Motoryzacja

Jak często palą się Tesle? Raport firmy nie spodoba się fanom spalinówek

Krzysztof Kurdyła
Jak często palą się Tesle? Raport firmy nie spodoba się fanom spalinówek
7

Tesla udostępniła coroczny raport ekologiczny dotyczący jej działalności, w którym znajdziemy sporą liczbę ciekawych danych na temat samochodów, fabryk i technologi. Jeśli ciekawi was na przykład, jak często te samochody stają w ogniu, to zapraszam do lektury.

11 razy mniej palna

Najczęściej cytowaną po portalach motoryzacyjnych informacją z tego raportu, są dane na temat ilości pożarów Tesli. Problem ten jest często podnoszony przez przeciwników samochodów BEV, jako jedna z ich największych wad. Tymczasem pożary samochodów elektrycznych wyposażonych w duże baterie są tyleż spektakularne, co... rzadkie. Jak podano w raporcie pożary Tesli wybuchały 11 razy rzadziej niż w przeciętna rynkowa. Jako wskaźnik przyjęto ilość pożarów w stosunku do przebytego dystansu. W przypadku pojazdów tej firmy, na miliard przejechanych kilometrów płonęło 5 samochodów, podczas gdy średnia amerykańska wynosi 53 sztuki.

Tesle dużo jeżdżą

Inną ciekawostką są statystyki przejeżdżanych przez Tesle kilometrów. Choć wiele osób wciąż twierdzi, że przez czasochłonne ładowanie te samochody są trudniejsze w intensywnym użytkowaniu, z danych Tesli wynika, że ich kierowcom specjalnie to nie przeszkadza. Rocznie amerykańscy właściciele tych elektryków pokonują przeciętnie o 2000 mil więcej od średniej krajowej. Jednocześnie całościowe koszty użytkowania, pomimo wyższej ceny początkowej, są niższe od większości samochodów segmentu premium.

Ślad węglowy Tesli

Oczywiście najważniejszą z punktu widzenia Tesli informacją są aktualne oceny śladu węglowego samochodów Tesli, na tle jego spalinowych konkurentów. Według firmy zasilany z sieci samochód elektryczny z baterią 70 MWh będzie odpowiedzialny przy obecnym miksie energetycznym za emisję 30 ton CO2, podczas gdy przeciętny pojazd benzynowy podobnej klasy „wydali” ponad 70 t.

•••

* Polecenie 1
Zwróć wszystkie wpisy podane poniżej linijka w linijkę, bez żadnych zmian. Obrazy pomiń.

•••

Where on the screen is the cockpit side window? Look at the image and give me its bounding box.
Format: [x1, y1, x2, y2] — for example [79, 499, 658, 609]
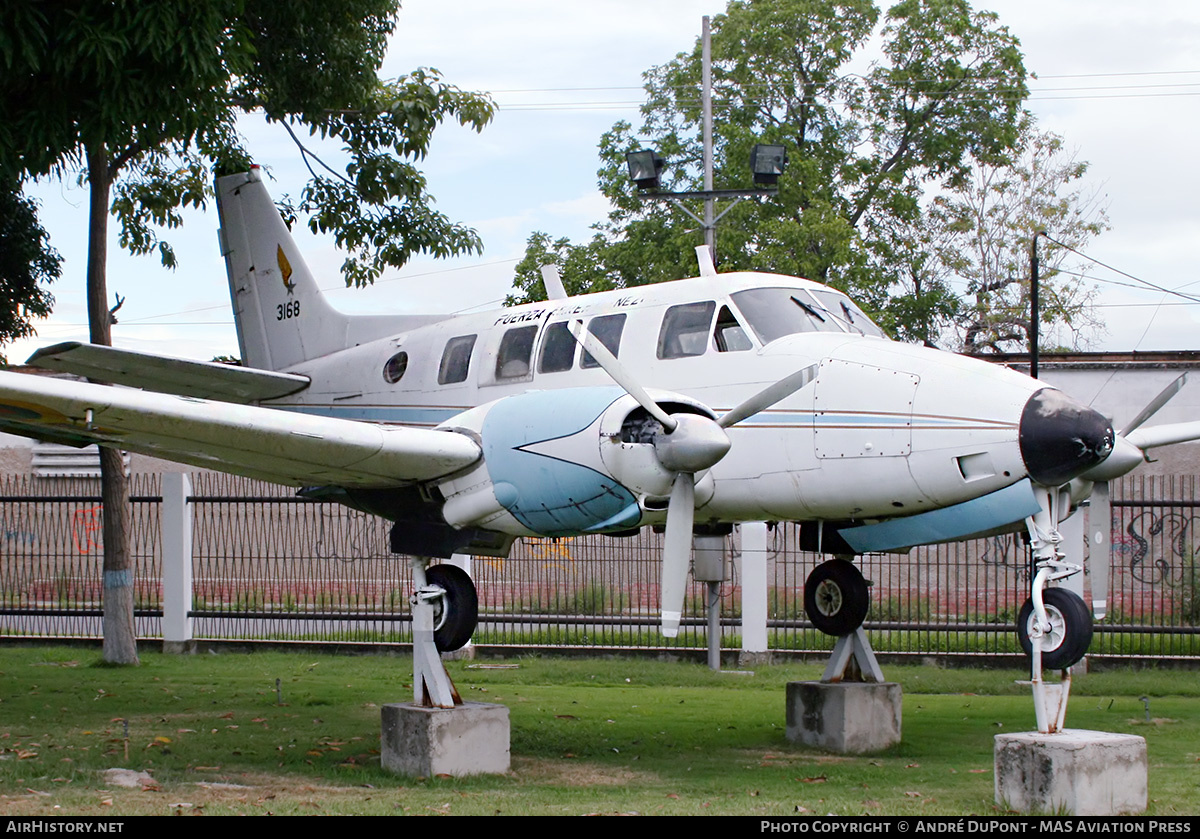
[538, 320, 576, 373]
[658, 300, 716, 359]
[713, 306, 754, 353]
[496, 326, 538, 379]
[580, 313, 625, 367]
[438, 335, 475, 384]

•••

* Polecenie 2
Przepisz dokładnie fragment artykułu o pożarach Tesli od słów „Najczęściej cytowaną po” aż do słów „wynosi 53 sztuki.” włącznie.

* Pełna odpowiedź 1
Where on the screen is the cockpit side window? Look at the image and give me its bounding box.
Format: [x1, y1, x2, y2] — for example [79, 499, 658, 609]
[538, 320, 576, 373]
[658, 300, 716, 359]
[713, 306, 754, 353]
[496, 326, 538, 379]
[580, 313, 625, 367]
[438, 335, 475, 384]

* Pełna odpowiedź 2
Najczęściej cytowaną po portalach motoryzacyjnych informacją z tego raportu, są dane na temat ilości pożarów Tesli. Problem ten jest często podnoszony przez przeciwników samochodów BEV, jako jedna z ich największych wad. Tymczasem pożary samochodów elektrycznych wyposażonych w duże baterie są tyleż spektakularne, co... rzadkie. Jak podano w raporcie pożary Tesli wybuchały 11 razy rzadziej niż w przeciętna rynkowa. Jako wskaźnik przyjęto ilość pożarów w stosunku do przebytego dystansu. W przypadku pojazdów tej firmy, na miliard przejechanych kilometrów płonęło 5 samochodów, podczas gdy średnia amerykańska wynosi 53 sztuki.